TEXTE FOURNI:
━━━━━━━━
Le Monde (17/01/05)
La Ville de Paris s'attaque à la circulation des marchandises
LE MONDE | 17.01.05
Après les premières mesures destinées à réduire
la place de la voiture dans
la capitale, la Mairie veut lancer, dès janvier, un plan pluriannuel
pour
rééquilibrer le transport des livraisons en faveur du rail
et de la voie
d'eau.
Quel parisien n'a jamais assisté aux manœuvres désespérées
d'un 35 tonnes,
bruyant et soufflant de la fumée noire, pour s'extirper du guêpier
de rues
trop étroites pour son énorme gabarit ?
Afin de limiter ce genre d'épisodes, après les innovations
axées sur le
développement des transports collectifs, la Ville de Paris veut faire
de
2005 l'année des premières actions pour l'amélioration
des déplacements de
marchandises. "Il est indispensable de considérer aujourd'hui
la circulation
des marchandises comme une priorité, à l'exemple des transports
en commun",
affirme Denis Baupin (Verts), adjoint chargé des transports auprès
de
Bertrand Delanoë, le maire (PS) de la capitale.
Les responsables parisiens de la circulation admettent qu'ils n'ont pas
assez pris conscience de cette problématique lors de leur arrivée à la
Mairie en 2001. Il aura fallu les réactions négatives des commerçants
et des
transporteurs, après la mise en place des bus en site propre du programme
Mobilien, pour que la situation évolue.
"Depuis, la ville a engagé une réflexion sur le transport
de marchandises
dans la capitale", constate Laetitia Dablanc, chercheuse à l'Institut
national de recherche sur les transports et leur sécurité (Inrets)
et
coauteur d'un Guide technique et juridique pour les livraisons en ville
(éditions Celse, 2004).
━━━━━━━━
TRAVAIL DEMANDÉ:
(a) Reproduisez tout le passage de l'article sur la circulation des marchandises à Paris, depuis "Les responsables parisiens" jusqu'à "la situation évolue.".
(b) Dans l'article sur la circulation des marchandises à Paris :
(i) Qui est l'adjoint chargé des transports auprès de Bertrand Delanoë ?
(ii) En quelle année les responsables parisiens de la circulation sont-ils arrivés à la Mairie ?
(iii) Dans quel institut Laetitia Dablanc est-elle chercheuse ?

DONNÉES AFFICHÉES:
━━━━━━━━
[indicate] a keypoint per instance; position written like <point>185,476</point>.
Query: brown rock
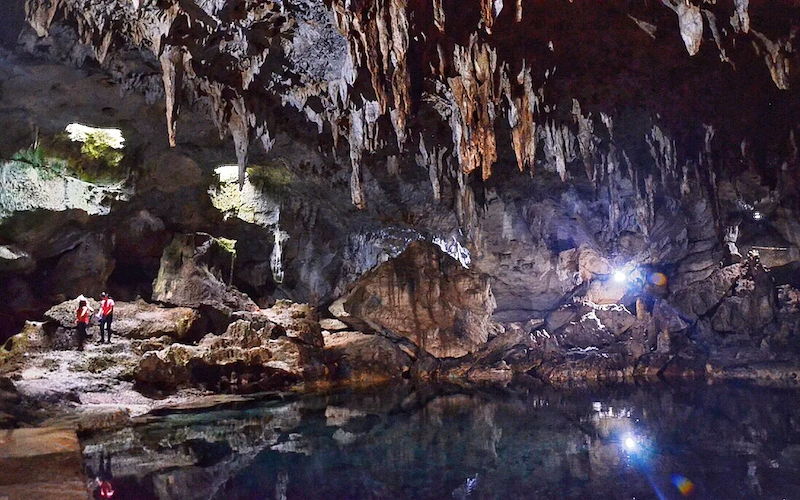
━━━━━━━━
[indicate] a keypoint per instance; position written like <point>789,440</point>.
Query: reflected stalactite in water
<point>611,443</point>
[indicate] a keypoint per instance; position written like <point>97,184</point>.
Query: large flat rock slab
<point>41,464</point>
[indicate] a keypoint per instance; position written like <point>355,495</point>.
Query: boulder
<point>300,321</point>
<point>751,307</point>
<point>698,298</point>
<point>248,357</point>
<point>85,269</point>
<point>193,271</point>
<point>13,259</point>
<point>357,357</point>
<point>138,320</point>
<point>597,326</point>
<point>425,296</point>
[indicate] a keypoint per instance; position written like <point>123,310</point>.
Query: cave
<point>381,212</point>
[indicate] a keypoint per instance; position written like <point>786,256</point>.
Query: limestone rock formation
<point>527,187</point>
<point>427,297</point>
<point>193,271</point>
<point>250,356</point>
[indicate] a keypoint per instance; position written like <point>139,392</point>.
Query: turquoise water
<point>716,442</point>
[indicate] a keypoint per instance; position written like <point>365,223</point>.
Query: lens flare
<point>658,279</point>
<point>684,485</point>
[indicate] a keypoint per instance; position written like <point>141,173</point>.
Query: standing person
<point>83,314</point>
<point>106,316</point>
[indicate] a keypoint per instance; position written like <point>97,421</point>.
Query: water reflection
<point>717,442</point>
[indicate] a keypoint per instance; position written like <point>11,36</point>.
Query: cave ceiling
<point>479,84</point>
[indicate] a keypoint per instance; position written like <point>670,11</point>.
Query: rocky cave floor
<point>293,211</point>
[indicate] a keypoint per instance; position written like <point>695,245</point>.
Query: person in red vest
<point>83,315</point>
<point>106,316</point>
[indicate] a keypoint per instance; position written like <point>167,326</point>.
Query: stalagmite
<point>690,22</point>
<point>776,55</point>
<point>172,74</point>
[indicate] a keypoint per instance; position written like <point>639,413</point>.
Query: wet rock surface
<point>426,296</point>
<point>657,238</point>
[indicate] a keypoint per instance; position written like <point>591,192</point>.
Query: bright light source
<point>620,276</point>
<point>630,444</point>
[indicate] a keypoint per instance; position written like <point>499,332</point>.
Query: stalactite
━━━━━━━━
CORRIGÉS DES EXERCICES:
(a)
Les responsables parisiens de la circulation admettent qu'ils n'ont pas
assez pris conscience de cette problématique lors de leur arrivée à la
Mairie en 2001. Il aura fallu les réactions négatives des commerçants
et des
transporteurs, après la mise en place des bus en site propre du programme
Mobilien, pour que la situation évolue.

(b)
(i) Denis Baupin (Verts).
(ii) En 2001.
(iii) À l'Institut national de recherche sur les transports et leur sécurité (Inrets).